Pick out every line in the records below that contains the word "white", and copy each one.
═══ MATERIALS PROVIDED
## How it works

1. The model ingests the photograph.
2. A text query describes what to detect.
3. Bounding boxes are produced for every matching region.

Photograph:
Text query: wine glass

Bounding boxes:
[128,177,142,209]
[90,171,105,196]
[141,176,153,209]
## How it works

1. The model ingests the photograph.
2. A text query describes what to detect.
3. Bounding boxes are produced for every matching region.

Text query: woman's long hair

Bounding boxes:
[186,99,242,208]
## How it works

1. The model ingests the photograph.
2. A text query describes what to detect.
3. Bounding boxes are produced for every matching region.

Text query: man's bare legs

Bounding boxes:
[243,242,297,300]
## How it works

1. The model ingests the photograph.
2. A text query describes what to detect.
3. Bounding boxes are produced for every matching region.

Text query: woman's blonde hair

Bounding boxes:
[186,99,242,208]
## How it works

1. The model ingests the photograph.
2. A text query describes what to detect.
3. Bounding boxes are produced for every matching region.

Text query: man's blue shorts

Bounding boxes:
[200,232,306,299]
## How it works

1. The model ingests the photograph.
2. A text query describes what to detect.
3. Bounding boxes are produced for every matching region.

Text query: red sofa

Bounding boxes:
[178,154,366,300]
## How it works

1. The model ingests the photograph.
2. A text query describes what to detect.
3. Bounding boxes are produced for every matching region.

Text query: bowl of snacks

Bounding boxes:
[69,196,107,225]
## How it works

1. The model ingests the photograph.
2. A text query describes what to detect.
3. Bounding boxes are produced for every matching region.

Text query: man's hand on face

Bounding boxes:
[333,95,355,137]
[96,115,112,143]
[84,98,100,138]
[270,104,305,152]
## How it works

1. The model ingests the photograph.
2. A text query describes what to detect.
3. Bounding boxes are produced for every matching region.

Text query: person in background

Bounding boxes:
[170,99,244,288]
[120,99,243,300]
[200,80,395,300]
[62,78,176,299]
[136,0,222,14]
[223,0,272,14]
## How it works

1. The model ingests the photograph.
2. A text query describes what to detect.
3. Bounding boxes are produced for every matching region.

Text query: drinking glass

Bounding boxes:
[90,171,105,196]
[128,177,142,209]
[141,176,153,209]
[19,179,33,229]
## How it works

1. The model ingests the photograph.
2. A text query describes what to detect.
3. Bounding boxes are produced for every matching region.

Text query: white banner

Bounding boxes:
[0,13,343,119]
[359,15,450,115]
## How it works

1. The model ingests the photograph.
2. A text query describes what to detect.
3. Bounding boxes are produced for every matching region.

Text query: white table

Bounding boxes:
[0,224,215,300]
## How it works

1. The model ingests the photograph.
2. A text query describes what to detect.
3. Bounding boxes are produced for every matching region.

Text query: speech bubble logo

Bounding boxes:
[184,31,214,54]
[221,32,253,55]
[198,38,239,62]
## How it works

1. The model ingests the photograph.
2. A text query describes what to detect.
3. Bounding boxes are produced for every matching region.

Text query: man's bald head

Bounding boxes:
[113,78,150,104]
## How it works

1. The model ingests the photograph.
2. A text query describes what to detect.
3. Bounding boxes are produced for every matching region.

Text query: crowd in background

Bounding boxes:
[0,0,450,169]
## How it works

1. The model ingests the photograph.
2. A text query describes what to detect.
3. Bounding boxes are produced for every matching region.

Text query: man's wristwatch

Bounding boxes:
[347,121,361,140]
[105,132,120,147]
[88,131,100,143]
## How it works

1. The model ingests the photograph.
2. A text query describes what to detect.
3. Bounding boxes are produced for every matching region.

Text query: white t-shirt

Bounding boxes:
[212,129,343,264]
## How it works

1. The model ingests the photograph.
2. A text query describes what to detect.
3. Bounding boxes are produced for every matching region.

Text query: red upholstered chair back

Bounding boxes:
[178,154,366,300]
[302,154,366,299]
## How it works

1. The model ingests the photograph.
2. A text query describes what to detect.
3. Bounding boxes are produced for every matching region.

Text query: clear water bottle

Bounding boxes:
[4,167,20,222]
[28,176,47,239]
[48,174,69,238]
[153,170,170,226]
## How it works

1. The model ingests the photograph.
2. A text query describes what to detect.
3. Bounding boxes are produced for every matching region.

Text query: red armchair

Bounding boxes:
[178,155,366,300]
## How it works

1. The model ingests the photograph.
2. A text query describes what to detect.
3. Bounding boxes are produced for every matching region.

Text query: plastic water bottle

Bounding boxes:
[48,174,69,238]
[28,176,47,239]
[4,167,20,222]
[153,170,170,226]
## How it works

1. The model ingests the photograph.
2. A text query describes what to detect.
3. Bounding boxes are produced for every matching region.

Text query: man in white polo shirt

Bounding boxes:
══════
● **EXPECTED ANSWER**
Text query: white banner
Text query: white table
Text query: white t-shirt
Text query: man in white polo shirt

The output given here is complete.